*Task statement*
For the records below, print the lines from the line with "If you could tag each instance of the sky" through the line with "If you could tag each instance of the bare" exactly as written; include both end lines and exclude the rest.

*Given entries*
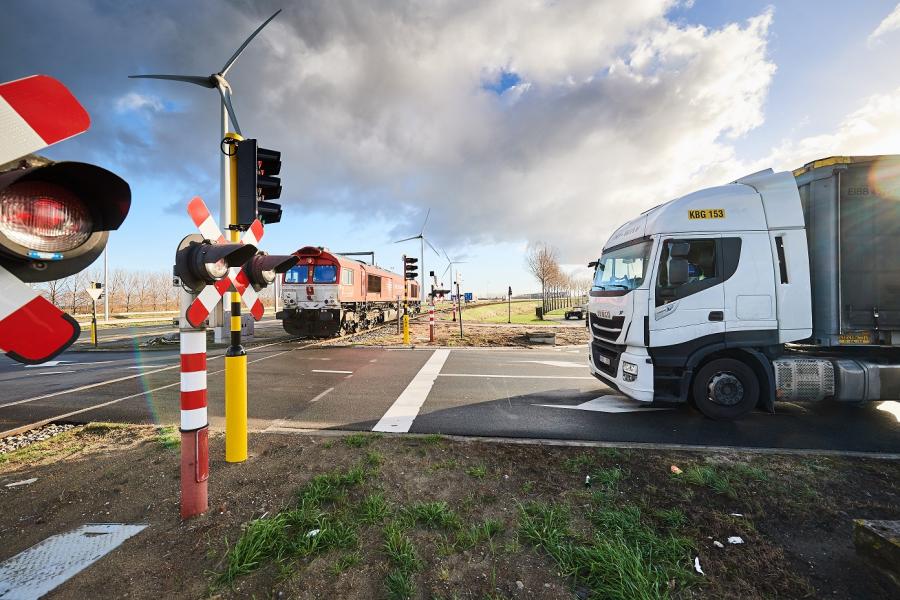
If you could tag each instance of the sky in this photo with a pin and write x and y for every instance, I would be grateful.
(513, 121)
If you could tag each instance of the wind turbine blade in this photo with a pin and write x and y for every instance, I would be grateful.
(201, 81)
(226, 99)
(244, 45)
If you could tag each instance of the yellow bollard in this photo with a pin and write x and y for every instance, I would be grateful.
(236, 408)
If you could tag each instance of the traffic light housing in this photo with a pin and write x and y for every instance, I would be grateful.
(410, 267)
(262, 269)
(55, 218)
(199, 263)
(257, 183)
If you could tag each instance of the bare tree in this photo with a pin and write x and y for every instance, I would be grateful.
* * *
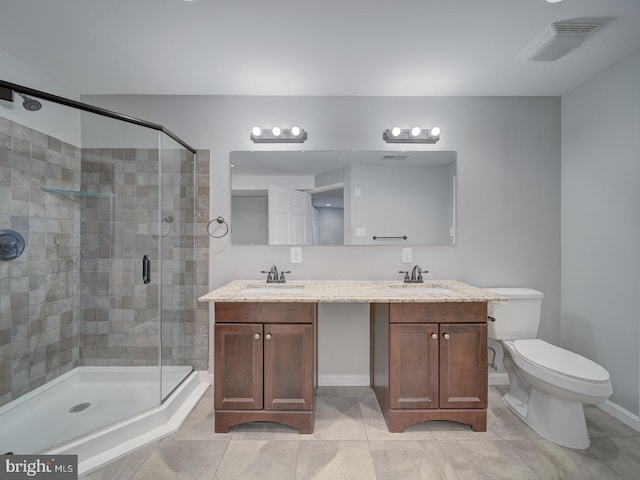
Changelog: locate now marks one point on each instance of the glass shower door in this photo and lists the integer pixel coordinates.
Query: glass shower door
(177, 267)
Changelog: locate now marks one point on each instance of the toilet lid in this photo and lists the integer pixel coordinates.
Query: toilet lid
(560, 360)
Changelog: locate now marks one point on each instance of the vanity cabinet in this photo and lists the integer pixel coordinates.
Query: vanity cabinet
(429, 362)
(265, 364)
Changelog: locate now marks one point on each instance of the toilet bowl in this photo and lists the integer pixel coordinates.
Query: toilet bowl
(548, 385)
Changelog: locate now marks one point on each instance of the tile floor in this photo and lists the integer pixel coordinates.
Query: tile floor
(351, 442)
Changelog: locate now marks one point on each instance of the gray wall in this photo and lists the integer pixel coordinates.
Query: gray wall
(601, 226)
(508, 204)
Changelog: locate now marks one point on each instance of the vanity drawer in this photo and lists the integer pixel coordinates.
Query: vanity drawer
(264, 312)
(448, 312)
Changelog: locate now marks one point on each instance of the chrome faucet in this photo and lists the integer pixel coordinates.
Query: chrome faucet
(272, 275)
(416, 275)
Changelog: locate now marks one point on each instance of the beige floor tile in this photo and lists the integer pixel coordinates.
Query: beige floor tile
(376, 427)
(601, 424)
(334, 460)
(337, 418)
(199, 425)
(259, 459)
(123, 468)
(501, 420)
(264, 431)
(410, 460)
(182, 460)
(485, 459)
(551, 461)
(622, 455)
---
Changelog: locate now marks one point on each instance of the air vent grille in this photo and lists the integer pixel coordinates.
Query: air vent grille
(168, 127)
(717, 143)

*Solution below*
If you could tag each instance of the sky in this photo with a pin and write x and y for every instance, I would be grateful.
(513, 121)
If you could tag each instance of the wind turbine blade in this photo with a pin and write x and y for every instance, I would be grateful.
(201, 81)
(226, 99)
(244, 45)
If you could tag each instance of the yellow bollard in this photo with a pin and write x and y for every instance, I would be grateful.
(236, 408)
If you could tag each instance of the traffic light housing in this photo with a pin and write x and y for every instance, I would be grateful.
(410, 267)
(262, 269)
(55, 218)
(199, 263)
(257, 183)
If you could tag each instance of the bare tree in this photo with a pin and write x and y for every instance, I would be grateful.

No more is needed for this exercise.